TASK INSTRUCTIONS
Reproduce each of the lines that follow word for word, leaving the pictures out.

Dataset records

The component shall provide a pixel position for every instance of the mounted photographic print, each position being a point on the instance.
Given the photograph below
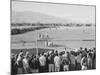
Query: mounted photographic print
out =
(52, 37)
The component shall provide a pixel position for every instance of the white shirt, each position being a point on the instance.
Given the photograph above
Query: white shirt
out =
(42, 61)
(25, 63)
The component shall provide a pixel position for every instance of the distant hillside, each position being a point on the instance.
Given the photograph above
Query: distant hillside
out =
(35, 17)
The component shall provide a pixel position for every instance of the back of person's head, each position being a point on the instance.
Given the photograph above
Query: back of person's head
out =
(42, 53)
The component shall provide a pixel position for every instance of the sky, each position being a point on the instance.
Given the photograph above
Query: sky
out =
(75, 13)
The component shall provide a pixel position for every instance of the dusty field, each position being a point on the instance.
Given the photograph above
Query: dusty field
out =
(69, 37)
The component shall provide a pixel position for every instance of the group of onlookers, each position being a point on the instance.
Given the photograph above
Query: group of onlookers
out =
(53, 61)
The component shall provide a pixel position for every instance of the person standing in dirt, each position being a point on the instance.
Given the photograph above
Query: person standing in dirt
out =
(42, 61)
(51, 62)
(19, 62)
(26, 63)
(57, 62)
(84, 63)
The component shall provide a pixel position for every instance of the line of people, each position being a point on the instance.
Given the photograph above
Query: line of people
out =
(53, 61)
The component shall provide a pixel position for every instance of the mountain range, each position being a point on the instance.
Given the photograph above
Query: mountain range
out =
(35, 17)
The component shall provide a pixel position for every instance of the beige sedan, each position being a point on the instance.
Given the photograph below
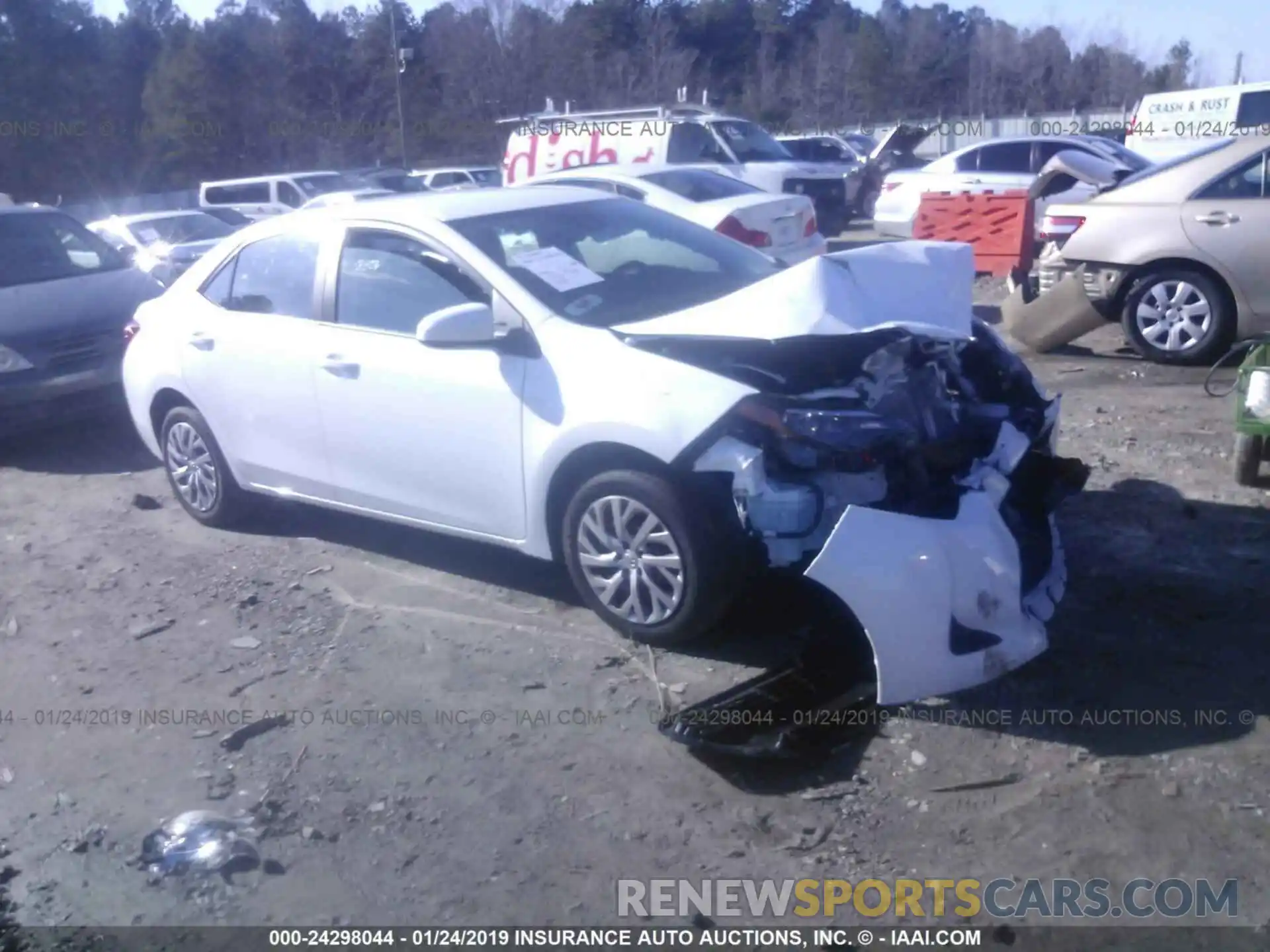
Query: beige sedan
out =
(1176, 253)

FINISHED TASK
The component shall provide a pixel position for every instance of the mounted photographic print, each position being a point on the instance.
Given the photograph below
Query: mounted photographic print
out =
(52, 37)
The component shall provide a pixel position for every instance of the white shirt, each position being a point on the instance.
Given the photograph above
Query: white shirt
out =
(42, 61)
(25, 63)
The component shall provide a pixel position for every instance of the distant hillside, each position being a point on the instance.
Given the photograph above
Query: distant hillside
out =
(35, 17)
The component shall provide a pixel position for every instance of the back of person's head, each position being a point on the instance.
Given the photograph above
Query: back of person's head
out =
(42, 53)
The component shall provide a pixel position for every instance of the sky, each position being a point on the instance.
Given the photograph above
Query: sky
out =
(75, 13)
The component shall provide a pixel position for every instance of the dusty field, each position being a point on the instance.
Given the photograph above
Query: dusty field
out =
(69, 37)
The component shall provide a pixel position for every instance of the group of onlookers, each position being a point on the instance.
Given the photograph above
Query: group of onlookers
out =
(53, 61)
The component shall provide a pixel position for every instance of the person standing in dirt, each position being a point on the instance.
Given the photograph above
Query: person standing in dirt
out =
(42, 61)
(51, 62)
(19, 62)
(26, 63)
(57, 62)
(84, 63)
The component shall provide a pixel position for every instance of the line of people, each position being a point on the instance.
Given the photograph above
Query: line of people
out =
(53, 61)
The component shall provide a pixel position for every instance of the mountain range, each position being a point on the instance.
Given the photograph above
Query: mountain range
out =
(35, 17)
The component shall provide a pixel position for every instance of the beige sedan, each position being a point on the instance.
Given the photograph below
Query: beige sedan
out =
(1176, 253)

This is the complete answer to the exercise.